Action Alert:
Conscientious Objector Halil Savda in Turkish military court 22 December

 

 

Dear sisters and brothers,

 

This is an urgent action alert in support of a conscientious objector who goes on trial before a military court in Turkey on 22 December.

 

Please write letters supporting him. You may want to use the model letter below as the basis or sign Payday's letter.

 

To:

President of Turkey Ahmet Necdet Sezer, cumhurbaskanligi@tccb.gov.tr

Commander of Turkish Armed Forces and Chief of General Staff Yaşar Büyükanit, gnkur@tsk.mil.tr 

Turkish Ambassador to the UK H.E. Mr Akin Alptuna, turkish.emb@btclick.com

Turkish Ambassador to the USA Dr. Osman Faruk Logoglu, ambassador@turkishembassy.org

A list of all Turkish embassies (in Turkish and English) can be found at http://www.mfa.gov.tr/MFA/Ministry/TurkishRepresentations/

 

cc: payday@paydaynet.org

 


         Payday

 A network of men working

with the Global Women’s Strike

  PO Box 287 London NW6 5QU England Tel: + 44 (0) 20 7209 4751 Fax +44 (0) 20 7209 4761
PO Box 11795, Philadelphia, Pennsylvania 19101, US.   Tel: 00 1 215 848 1120 Fax: 00 1 215 848 1130
 Email
payday@paydaynet.org     Web www.refusingtokill.net

 

20 December 2006

RE: Conscientious Objector Halil Savda in military court, 22 December

 

We write in support of Mr Halil Savda, a conscientious objector who refuses to submit to mandatory service in the Armed Forces of Turkey.  We received news of his prosecution from the Conscientous Objection Platform which Mr Savda helped found last October. 

 

We understand that Mr Savda, who is himself Kurdish, if compelled to serve, could be sent to the Kurdish region of Turkey and be ordered to shoot at the civilian population of women, children and men.  Tens of thousands of civilians have already been killed by the Turkish military in this conflict and up to three million have been forcibly dispersed.  The entire region is heavily militarized and women in the villages have informed our sisters in the Global Women’s Strike of having to defend themselves against the military’s physical and sexual assaults.  We are also alarmed by reports1 about conscripts who died in disputed circumstances while serving in the Turkish army.

 

Mr Savda was arrested two years ago on 26.11.2004 at the Çorlu Military Prosecutor's Office where he declared he would not “serve in the military as it contradicted his conscience and beliefs”. He was released from custody after the trial on 30.12.2004.  

 

Mr Savda was arrested again on December 7 on the “suspicion that he may escape”, when he went to the Çorlu Military Court to follow up on his pending trial,  He was given two days of solitary confinement on December 14 because as a conscientous objector he resists all military orders such as wearing a military uniform, getting his hair cut or shaving. When Mr Savda’s attorney Kadriye Doğru attempted to visit him on Dec 14, prison authorities refused, giving completely arbitrary and illegal excuses.

 

We are very concerned for the well-being of Mr Savda while he is in custody. Last year, Mr Mehmet Tarhan, another conscientious objector recently sentenced to a further 25 months in jail, was subjected to mental and physical torture in detention. Mr Tarhan has since launched legal action against the then Prison Administrator Lieutenant Colonel Erhan Nar and his Deputy Junior Officer Mustafa Selvi, as well as prisoners Ertan Mertoğlu, Ercan Kızılboğa, Ersoy Özbulduk and Hakkı Dinçel for attempted lynching, insults, threats and theft.

* GIVEN ENTRIES *
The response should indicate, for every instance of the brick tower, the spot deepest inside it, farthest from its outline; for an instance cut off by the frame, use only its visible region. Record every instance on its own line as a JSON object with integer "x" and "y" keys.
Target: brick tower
---
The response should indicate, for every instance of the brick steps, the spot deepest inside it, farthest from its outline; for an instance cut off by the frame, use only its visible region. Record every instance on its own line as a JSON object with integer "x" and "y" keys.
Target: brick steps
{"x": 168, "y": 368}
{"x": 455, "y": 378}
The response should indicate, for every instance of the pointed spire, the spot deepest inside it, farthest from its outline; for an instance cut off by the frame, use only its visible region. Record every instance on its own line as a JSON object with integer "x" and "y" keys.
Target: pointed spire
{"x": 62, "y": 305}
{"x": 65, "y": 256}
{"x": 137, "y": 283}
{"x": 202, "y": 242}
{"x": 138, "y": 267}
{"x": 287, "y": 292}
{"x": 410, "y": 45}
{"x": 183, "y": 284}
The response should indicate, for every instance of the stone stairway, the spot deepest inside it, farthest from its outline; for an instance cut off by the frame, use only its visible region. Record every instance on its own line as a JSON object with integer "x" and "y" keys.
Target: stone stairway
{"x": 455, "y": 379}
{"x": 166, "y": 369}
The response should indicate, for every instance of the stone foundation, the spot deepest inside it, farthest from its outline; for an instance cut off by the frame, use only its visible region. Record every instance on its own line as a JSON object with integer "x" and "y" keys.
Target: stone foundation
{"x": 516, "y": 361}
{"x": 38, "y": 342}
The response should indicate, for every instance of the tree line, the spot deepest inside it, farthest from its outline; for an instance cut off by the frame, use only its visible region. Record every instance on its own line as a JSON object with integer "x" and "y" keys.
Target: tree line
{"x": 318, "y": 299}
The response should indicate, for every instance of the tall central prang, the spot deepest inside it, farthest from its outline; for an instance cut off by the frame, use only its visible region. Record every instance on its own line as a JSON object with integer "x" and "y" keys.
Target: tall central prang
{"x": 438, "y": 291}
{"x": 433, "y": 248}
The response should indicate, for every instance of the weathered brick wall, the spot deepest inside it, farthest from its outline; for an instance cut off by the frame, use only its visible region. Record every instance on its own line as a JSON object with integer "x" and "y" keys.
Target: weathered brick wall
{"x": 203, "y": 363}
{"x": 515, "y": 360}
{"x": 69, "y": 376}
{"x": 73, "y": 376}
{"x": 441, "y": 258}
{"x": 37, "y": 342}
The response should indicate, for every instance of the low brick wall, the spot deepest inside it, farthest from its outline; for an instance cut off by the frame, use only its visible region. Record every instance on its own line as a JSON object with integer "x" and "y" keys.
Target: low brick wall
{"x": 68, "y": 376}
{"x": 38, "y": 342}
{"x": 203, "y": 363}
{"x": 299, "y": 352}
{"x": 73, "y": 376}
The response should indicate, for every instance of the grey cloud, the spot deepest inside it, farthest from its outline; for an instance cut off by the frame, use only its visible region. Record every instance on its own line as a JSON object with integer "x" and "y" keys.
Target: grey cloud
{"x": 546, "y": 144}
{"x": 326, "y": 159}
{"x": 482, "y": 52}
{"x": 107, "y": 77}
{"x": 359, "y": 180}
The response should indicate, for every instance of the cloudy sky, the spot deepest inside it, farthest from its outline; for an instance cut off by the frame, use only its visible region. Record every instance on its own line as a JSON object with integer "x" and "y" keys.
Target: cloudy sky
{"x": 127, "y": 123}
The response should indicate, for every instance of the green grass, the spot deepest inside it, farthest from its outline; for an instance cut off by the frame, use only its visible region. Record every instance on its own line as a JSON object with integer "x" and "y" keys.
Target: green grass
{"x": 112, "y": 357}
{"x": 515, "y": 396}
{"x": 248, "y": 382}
* * *
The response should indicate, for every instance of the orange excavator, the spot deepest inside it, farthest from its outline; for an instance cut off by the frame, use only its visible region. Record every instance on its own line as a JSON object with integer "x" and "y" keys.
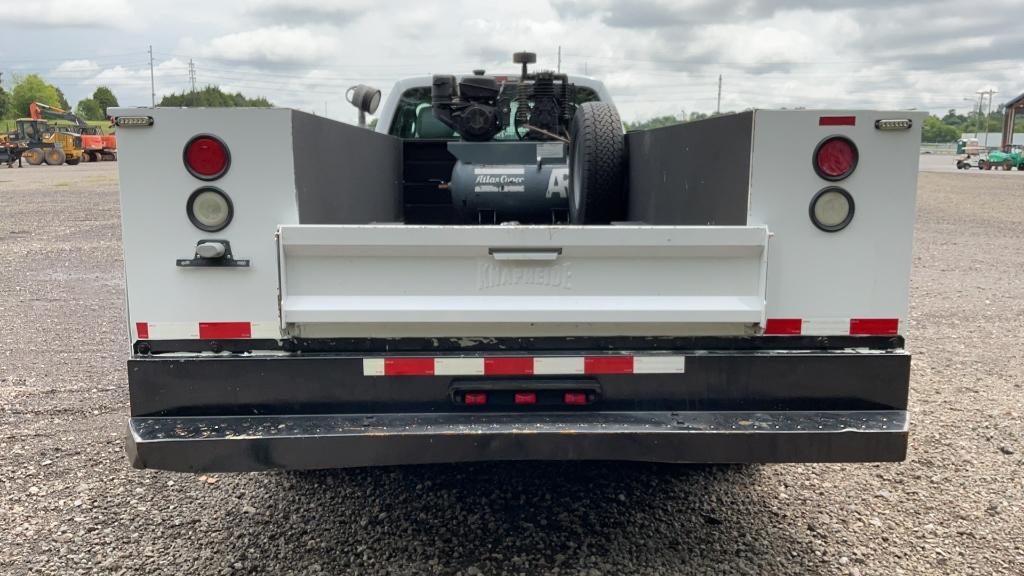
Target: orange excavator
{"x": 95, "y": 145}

* TASK INSTRUCTIONS *
**A.** List every person Mehmet Tarhan has taken legal action against, according to the action alert.
**B.** Transcribe the action alert from "Mr Savda was arrested again" up to and including "and illegal excuses.".
The material in the three blocks comes from a different source than the action alert.

* WORKED ANSWERS *
**A.** Erhan Nar, Mustafa Selvi, Ertan Mertoğlu, Ercan Kızılboğa, Ersoy Özbulduk, Hakkı Dinçel

**B.**
Mr Savda was arrested again on December 7 on the “suspicion that he may escape”, when he went to the Çorlu Military Court to follow up on his pending trial,  He was given two days of solitary confinement on December 14 because as a conscientous objector he resists all military orders such as wearing a military uniform, getting his hair cut or shaving. When Mr Savda’s attorney Kadriye Doğru attempted to visit him on Dec 14, prison authorities refused, giving completely arbitrary and illegal excuses.